§ **WHAT YOU ARE ASKED TO DO**: Your answer must be every line of the data that contains "locate".
---- DATA
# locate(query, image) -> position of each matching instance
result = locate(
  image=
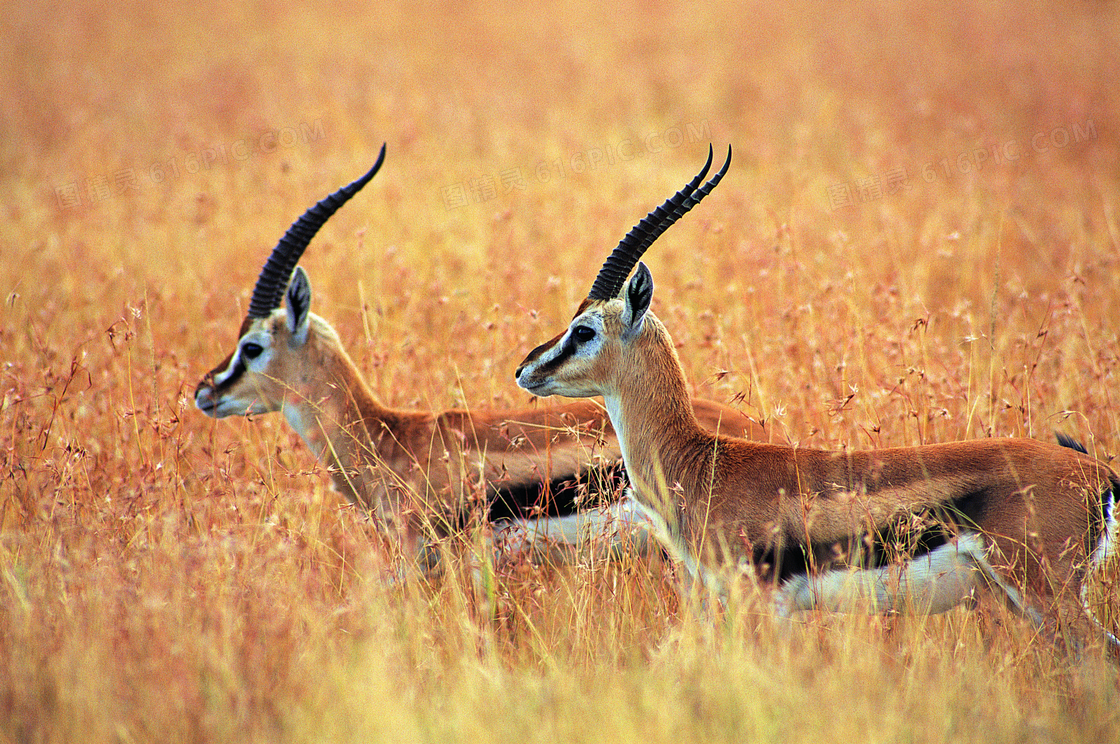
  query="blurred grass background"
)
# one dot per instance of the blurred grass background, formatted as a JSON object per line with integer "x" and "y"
{"x": 917, "y": 242}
--------
§ **RESULT OF THIS EXERCISE**:
# locate(query, image) -> position of each matching instance
result = locate(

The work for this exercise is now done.